*What you have to do*. Copy out the material below, swapping every "reporting" for "giving" and leaving everything else unchanged.

*Dataset excerpts*.
★ ★ ★ ★ ★ ★ ★

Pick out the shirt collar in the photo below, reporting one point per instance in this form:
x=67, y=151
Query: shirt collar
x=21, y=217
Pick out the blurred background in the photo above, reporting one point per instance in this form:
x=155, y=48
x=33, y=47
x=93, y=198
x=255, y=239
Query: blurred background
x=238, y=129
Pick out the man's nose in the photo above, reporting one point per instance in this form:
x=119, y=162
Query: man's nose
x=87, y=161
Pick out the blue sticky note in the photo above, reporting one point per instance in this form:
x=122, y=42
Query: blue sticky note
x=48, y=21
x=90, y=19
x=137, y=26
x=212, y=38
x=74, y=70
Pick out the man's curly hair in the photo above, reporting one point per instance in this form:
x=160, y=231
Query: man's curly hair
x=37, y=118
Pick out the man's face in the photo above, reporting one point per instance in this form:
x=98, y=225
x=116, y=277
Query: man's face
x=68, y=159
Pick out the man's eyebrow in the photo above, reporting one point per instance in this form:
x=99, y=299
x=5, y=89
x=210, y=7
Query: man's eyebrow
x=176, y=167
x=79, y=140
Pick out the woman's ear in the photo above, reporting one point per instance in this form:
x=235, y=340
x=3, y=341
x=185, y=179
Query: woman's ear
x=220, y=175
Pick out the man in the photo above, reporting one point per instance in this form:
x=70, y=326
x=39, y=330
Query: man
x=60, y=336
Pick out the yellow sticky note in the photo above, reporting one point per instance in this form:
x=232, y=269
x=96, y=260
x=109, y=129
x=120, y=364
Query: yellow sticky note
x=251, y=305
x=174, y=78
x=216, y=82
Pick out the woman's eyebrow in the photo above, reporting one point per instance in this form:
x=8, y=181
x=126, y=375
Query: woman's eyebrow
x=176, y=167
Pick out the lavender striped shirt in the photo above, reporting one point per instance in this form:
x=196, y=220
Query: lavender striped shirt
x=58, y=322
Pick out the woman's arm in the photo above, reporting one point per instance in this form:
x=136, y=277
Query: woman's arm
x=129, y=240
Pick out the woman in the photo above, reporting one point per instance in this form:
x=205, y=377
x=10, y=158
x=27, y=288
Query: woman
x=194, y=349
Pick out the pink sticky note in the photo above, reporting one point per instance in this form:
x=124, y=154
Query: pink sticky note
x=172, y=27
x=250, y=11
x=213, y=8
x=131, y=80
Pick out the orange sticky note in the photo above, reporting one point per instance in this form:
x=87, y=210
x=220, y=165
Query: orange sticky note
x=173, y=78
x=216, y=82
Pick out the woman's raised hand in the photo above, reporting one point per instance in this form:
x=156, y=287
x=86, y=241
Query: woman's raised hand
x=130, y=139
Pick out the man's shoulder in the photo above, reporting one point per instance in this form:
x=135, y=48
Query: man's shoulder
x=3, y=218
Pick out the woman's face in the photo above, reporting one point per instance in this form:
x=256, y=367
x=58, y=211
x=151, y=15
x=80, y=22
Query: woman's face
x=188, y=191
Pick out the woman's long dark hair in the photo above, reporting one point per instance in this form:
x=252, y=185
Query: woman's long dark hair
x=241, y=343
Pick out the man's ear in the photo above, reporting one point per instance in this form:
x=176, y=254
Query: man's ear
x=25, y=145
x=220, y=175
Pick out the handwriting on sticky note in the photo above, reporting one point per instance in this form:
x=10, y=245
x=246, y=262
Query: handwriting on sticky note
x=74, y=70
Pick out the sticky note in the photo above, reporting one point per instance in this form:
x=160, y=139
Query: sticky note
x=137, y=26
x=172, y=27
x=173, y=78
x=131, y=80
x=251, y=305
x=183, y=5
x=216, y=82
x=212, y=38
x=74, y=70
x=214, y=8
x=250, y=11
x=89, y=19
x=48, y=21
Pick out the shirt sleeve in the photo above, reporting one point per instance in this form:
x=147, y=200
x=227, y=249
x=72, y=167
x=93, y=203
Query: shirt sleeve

★ ★ ★ ★ ★ ★ ★

*Task response*.
Pick out the shirt collar in the photo below, giving one point per instance in this form:
x=67, y=151
Query: shirt collar
x=21, y=217
Pick out the blurred background in the photo above, giving one point per instance in this form:
x=155, y=48
x=33, y=47
x=93, y=198
x=255, y=239
Query: blurred background
x=238, y=129
Pick out the man's nose in the photo above, giving one point per instance in this form:
x=119, y=162
Query: man's nose
x=87, y=161
Pick out the blue sticky note in the photo above, giving one point per instance in this form:
x=122, y=42
Query: blue sticky note
x=48, y=21
x=90, y=19
x=137, y=26
x=212, y=38
x=74, y=70
Pick out the man's curly hair in the photo above, giving one point per instance in this form:
x=160, y=231
Query: man's curly hair
x=37, y=118
Pick out the man's face in the photo above, giving one point per instance in this form:
x=98, y=225
x=116, y=277
Query: man's face
x=68, y=159
Pick out the man's eyebrow in the photo above, giving one point per instance in this form:
x=99, y=299
x=5, y=89
x=210, y=7
Query: man's eyebrow
x=176, y=167
x=79, y=140
Pick out the woman's ear in the photo above, giving one point per instance in this form:
x=235, y=340
x=3, y=341
x=185, y=179
Query: woman's ear
x=220, y=175
Pick out the man in the photo above, giving one point per instance in this form:
x=70, y=326
x=39, y=330
Query: man
x=60, y=336
Pick out the yellow sticky note in the photo above, giving one point per instance in this form:
x=232, y=269
x=96, y=260
x=109, y=129
x=120, y=364
Query: yellow sticky note
x=251, y=305
x=174, y=78
x=216, y=82
Pick out the woman's eyebrow in the photo above, giving one point per instance in this form:
x=8, y=181
x=126, y=375
Query: woman's eyebrow
x=176, y=167
Pick out the lavender striped shirt in the photo above, giving one point per instance in this form:
x=196, y=220
Query: lavender striped shirt
x=58, y=322
Pick out the woman's arm in the photo above, giving one point per instance in this form:
x=136, y=277
Query: woman's arm
x=129, y=240
Pick out the woman in the photo above, giving one point per instance in this form:
x=205, y=377
x=10, y=158
x=27, y=288
Query: woman
x=194, y=349
Pick out the pink sticky note in the photo above, giving one point per instance in this form:
x=124, y=154
Query: pink sticky note
x=172, y=27
x=250, y=11
x=213, y=8
x=131, y=80
Pick out the orange sticky note in the photo above, giving one point per instance in this form:
x=87, y=210
x=220, y=165
Query: orange sticky note
x=173, y=78
x=216, y=82
Pick out the woman's raised hand in the photo above, giving one point per instance in this form:
x=156, y=287
x=86, y=241
Query: woman's raised hand
x=130, y=139
Pick out the man's shoulder in the photo above, giving one point per instance in this form:
x=135, y=48
Query: man's shoulder
x=3, y=218
Pick out the woman's face in the photo above, giving one point per instance in this form:
x=256, y=367
x=58, y=211
x=151, y=15
x=80, y=22
Query: woman's face
x=188, y=191
Pick out the woman's long dark hair in the photo above, giving one point per instance in this form:
x=252, y=185
Query: woman's long dark hair
x=241, y=343
Pick out the man's ear in the photo above, giving one point per instance in this form:
x=176, y=254
Query: man's ear
x=25, y=145
x=220, y=175
Pick out the handwriting on sticky note in the photo above, giving one point per instance in this form:
x=10, y=245
x=246, y=262
Query: handwriting on sticky note
x=74, y=70
Pick out the sticky note in the photo above, giving one point per instance in this form:
x=160, y=139
Query: sticky note
x=137, y=26
x=172, y=27
x=173, y=78
x=131, y=80
x=251, y=305
x=183, y=5
x=216, y=82
x=212, y=38
x=74, y=70
x=214, y=8
x=250, y=11
x=89, y=19
x=48, y=21
Pick out the shirt sleeve in the photo above, giving one point per instance in this form:
x=147, y=200
x=227, y=249
x=72, y=167
x=93, y=203
Query: shirt sleeve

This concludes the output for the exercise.